Exercise: Determine how many lines in the material below contain the word "mountain", matching case exactly. Give only the number.

[START]

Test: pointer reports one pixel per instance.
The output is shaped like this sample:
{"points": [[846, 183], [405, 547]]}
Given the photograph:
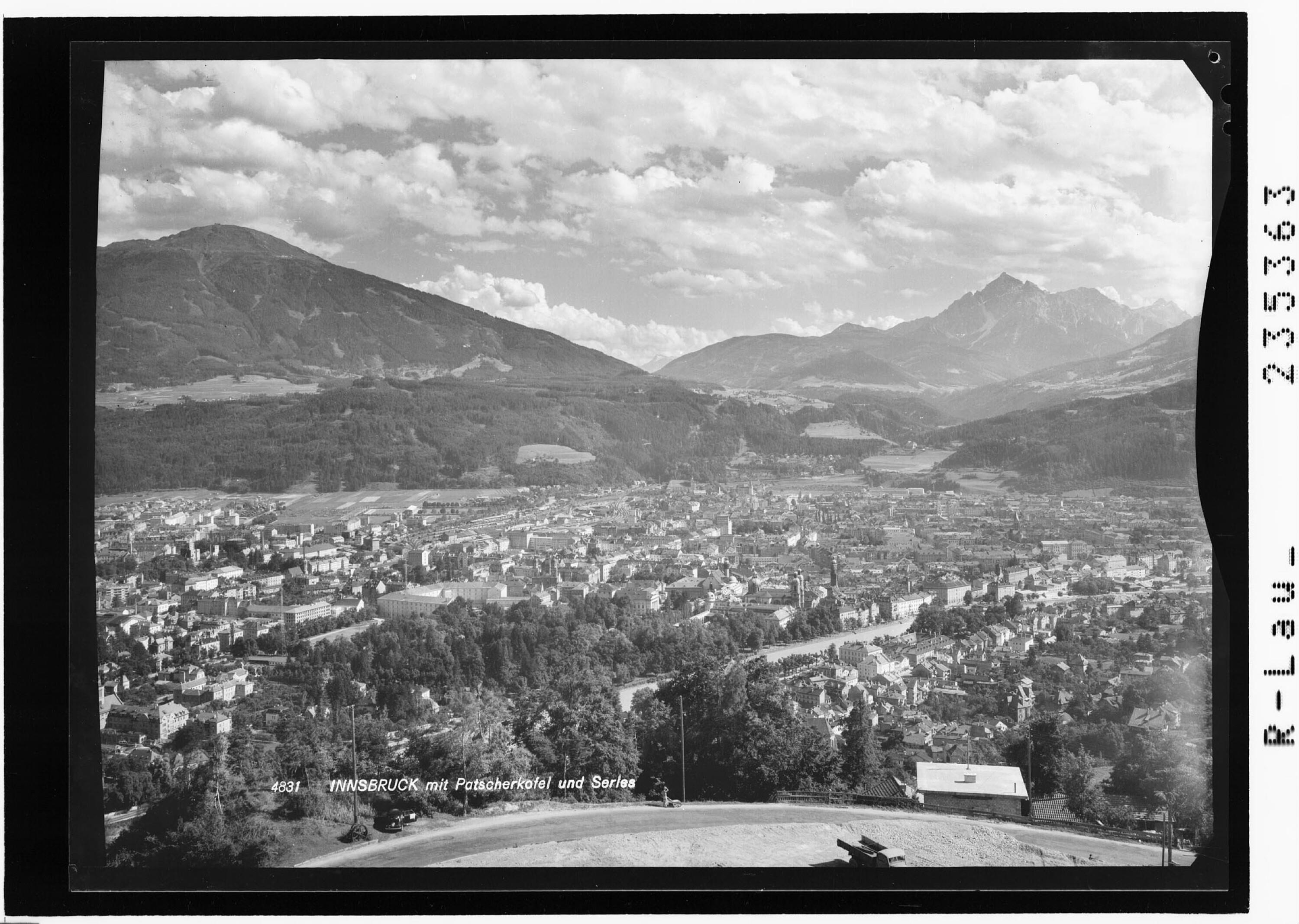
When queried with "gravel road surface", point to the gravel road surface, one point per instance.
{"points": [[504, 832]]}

[END]
[START]

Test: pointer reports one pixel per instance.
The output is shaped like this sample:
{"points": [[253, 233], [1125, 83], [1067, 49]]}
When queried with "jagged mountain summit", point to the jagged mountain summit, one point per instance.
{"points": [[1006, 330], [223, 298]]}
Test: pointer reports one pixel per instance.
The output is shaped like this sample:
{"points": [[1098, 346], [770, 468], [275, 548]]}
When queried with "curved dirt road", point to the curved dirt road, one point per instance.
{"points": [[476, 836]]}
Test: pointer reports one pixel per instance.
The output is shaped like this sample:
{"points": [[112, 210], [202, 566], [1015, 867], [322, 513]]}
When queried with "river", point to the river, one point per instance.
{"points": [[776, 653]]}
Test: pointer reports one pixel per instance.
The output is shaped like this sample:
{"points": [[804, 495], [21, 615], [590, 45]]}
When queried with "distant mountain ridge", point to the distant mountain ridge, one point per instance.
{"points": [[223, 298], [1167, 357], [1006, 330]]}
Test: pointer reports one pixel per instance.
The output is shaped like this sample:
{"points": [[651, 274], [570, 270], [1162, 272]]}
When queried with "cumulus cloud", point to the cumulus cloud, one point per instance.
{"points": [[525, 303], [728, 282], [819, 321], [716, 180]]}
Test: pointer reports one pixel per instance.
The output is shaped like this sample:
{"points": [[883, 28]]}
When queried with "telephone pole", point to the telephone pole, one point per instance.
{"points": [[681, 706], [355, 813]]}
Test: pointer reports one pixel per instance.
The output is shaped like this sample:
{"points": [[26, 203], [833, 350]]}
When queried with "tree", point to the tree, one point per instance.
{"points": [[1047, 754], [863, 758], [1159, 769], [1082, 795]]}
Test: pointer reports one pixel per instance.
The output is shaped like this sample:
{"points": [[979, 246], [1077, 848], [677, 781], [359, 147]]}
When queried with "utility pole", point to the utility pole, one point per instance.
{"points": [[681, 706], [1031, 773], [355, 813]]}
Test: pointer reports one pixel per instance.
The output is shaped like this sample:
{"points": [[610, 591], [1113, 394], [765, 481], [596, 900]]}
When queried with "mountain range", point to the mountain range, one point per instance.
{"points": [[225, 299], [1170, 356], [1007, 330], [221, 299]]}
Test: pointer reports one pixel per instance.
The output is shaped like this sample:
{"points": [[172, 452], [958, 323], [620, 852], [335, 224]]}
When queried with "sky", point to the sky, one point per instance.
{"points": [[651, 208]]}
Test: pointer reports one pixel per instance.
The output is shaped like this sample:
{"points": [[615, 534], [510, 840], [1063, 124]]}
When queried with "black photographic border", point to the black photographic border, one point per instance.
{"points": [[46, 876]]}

[END]

Written answer: 3